Object position labeling entries:
___

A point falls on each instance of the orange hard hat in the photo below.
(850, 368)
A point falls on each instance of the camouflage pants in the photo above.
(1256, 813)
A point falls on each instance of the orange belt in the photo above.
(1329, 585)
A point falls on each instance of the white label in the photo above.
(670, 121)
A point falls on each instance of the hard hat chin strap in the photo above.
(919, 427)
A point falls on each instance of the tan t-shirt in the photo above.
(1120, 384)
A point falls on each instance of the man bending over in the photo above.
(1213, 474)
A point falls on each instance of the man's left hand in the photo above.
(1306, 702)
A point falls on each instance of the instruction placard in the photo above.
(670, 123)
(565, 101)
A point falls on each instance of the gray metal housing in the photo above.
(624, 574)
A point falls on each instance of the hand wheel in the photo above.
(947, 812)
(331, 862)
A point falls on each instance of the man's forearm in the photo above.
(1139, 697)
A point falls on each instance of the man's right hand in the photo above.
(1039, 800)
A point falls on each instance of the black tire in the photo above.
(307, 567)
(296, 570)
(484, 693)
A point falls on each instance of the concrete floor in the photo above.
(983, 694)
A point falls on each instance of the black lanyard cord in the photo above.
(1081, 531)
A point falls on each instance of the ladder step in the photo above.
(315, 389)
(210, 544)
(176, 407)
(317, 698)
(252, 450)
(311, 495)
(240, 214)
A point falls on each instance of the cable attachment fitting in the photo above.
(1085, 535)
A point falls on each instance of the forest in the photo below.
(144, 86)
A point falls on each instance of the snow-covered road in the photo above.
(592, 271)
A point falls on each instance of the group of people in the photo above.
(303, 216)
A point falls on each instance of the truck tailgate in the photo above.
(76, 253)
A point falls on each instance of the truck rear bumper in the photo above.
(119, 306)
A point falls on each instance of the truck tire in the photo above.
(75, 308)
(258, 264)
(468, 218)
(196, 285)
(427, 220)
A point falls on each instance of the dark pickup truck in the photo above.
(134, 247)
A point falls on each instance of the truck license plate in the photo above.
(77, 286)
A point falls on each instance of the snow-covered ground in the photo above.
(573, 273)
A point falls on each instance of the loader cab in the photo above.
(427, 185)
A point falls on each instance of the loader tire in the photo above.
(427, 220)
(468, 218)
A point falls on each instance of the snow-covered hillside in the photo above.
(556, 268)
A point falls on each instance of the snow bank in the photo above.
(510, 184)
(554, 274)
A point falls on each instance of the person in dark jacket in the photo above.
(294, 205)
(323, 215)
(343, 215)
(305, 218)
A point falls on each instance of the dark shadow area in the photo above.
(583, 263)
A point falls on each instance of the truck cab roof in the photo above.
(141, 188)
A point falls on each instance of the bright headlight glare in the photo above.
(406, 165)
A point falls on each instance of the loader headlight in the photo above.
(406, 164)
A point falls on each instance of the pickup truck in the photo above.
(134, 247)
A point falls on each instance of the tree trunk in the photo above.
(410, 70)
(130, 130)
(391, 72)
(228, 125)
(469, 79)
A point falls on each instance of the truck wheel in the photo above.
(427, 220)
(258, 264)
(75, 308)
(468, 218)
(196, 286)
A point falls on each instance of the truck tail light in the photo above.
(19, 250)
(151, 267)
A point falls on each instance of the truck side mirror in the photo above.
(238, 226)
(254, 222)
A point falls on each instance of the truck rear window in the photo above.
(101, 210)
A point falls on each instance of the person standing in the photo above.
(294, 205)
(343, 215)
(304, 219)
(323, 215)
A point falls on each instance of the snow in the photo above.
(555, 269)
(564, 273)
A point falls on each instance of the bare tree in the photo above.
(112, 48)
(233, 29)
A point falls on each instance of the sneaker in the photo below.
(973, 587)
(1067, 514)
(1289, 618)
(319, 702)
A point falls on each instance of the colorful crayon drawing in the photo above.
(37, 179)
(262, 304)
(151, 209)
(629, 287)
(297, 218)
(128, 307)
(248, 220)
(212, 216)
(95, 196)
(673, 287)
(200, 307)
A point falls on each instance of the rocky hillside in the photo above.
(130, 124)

___

Print all of the entries above again, word for word and in their original order.

(Task answer)
A point falls on each instance of the orange hard hat in the photo below.
(850, 368)
A point falls on each instance of the camouflage pants in the photo above.
(1256, 813)
A point falls on each instance of the orange belt in the photo above.
(1329, 585)
A point falls on each instance of the white label in the photo above.
(670, 121)
A point falls on each instance of the hard hat chin strap in the photo above.
(919, 427)
A point falls on each instance of the tan t-shirt in the photo above.
(1120, 384)
A point falls on each instance of the man bending over in the photo above.
(1213, 474)
A point falls on each instance of the man's left hand in the photo above.
(1306, 702)
A point falls on each instance of the instruction placard in the photo above.
(670, 123)
(565, 101)
A point falls on each instance of the gray metal housing in the photo above.
(624, 574)
A point falls on each instance of the hand wheel in the photo above.
(947, 812)
(331, 862)
A point falls on each instance of the man's forearm in the photo above.
(1139, 697)
A point falls on each instance of the man's right hand in the photo above.
(1039, 800)
A point falls on each instance of the black tire in the photo above.
(307, 567)
(296, 570)
(484, 693)
A point falls on each instance of the concrete floor in the photo above.
(983, 694)
A point falls on each instance of the black lanyard cord in the photo above.
(1081, 531)
A point falls on each instance of the ladder step in the photo above.
(315, 389)
(210, 544)
(176, 407)
(317, 698)
(252, 450)
(311, 495)
(240, 214)
A point falls on each instance of the cable attachment fitting in the photo above.
(1085, 535)
A point falls on each instance of the forest in the photo below.
(144, 86)
A point falls on each instance of the snow-covered road in the photo above.
(592, 271)
A point falls on each instance of the group of people in the photo above.
(303, 216)
A point falls on each instance of the truck tailgate in the photo above.
(76, 253)
A point falls on each instance of the truck rear bumper in the photo above.
(119, 306)
A point falls on each instance of the truck tire in the photo above.
(75, 308)
(258, 264)
(468, 218)
(196, 285)
(427, 220)
A point falls on each instance of the dark pickup truck in the photo above.
(134, 247)
A point falls on each instance of the truck license plate in the photo above.
(77, 286)
A point falls on each instance of the snow-covered ground in the photo above.
(573, 273)
A point falls on each instance of the loader cab in the photo above.
(427, 185)
A point falls on each instance of the loader tire in the photo above.
(427, 220)
(468, 218)
A point falls on each instance of the snow-covered hillside in the photo above.
(556, 268)
A point falls on each instance of the snow bank in the photo above.
(510, 184)
(554, 274)
A point falls on each instance of the person in dark jacket in the photo above.
(294, 205)
(323, 215)
(343, 215)
(305, 218)
A point falls on each instance of the dark shadow area in the photo above.
(583, 263)
A point falls on each instance of the truck cab roof in the photo above.
(141, 188)
A point falls on each instance of the bright headlight glare in the photo above.
(406, 165)
A point falls on each instance of the loader headlight in the photo above.
(406, 164)
A point falls on each instance of the pickup truck in the photo above.
(134, 247)
A point falls on each instance of the tree trunk in the photo above.
(410, 70)
(130, 130)
(391, 72)
(228, 125)
(469, 79)
A point falls on each instance of the truck wheel in the photo above.
(427, 220)
(258, 264)
(75, 308)
(468, 218)
(196, 286)
A point falls on each instance of the truck tail light in the photo above.
(19, 250)
(151, 267)
A point falls on each instance of the truck side mirror in the photo above.
(238, 226)
(254, 222)
A point falls on each instance of the truck rear window in the photo above.
(101, 210)
A point falls on each instance of the person standing in the photo above.
(294, 205)
(343, 215)
(304, 219)
(323, 215)
A point falls on each instance of the snow in the photo above.
(555, 269)
(564, 273)
A point falls on each instance of the bare tree in the photo above.
(112, 48)
(233, 29)
A point falls on each instance of the sneaker in the photo below.
(973, 587)
(1067, 514)
(1289, 618)
(319, 702)
A point falls on each instance of the colorful crayon drawing in the photo above.
(37, 179)
(262, 304)
(151, 209)
(629, 287)
(297, 218)
(128, 307)
(248, 220)
(212, 216)
(95, 196)
(673, 287)
(200, 307)
A point falls on each instance of the rocky hillside in the photo above.
(130, 124)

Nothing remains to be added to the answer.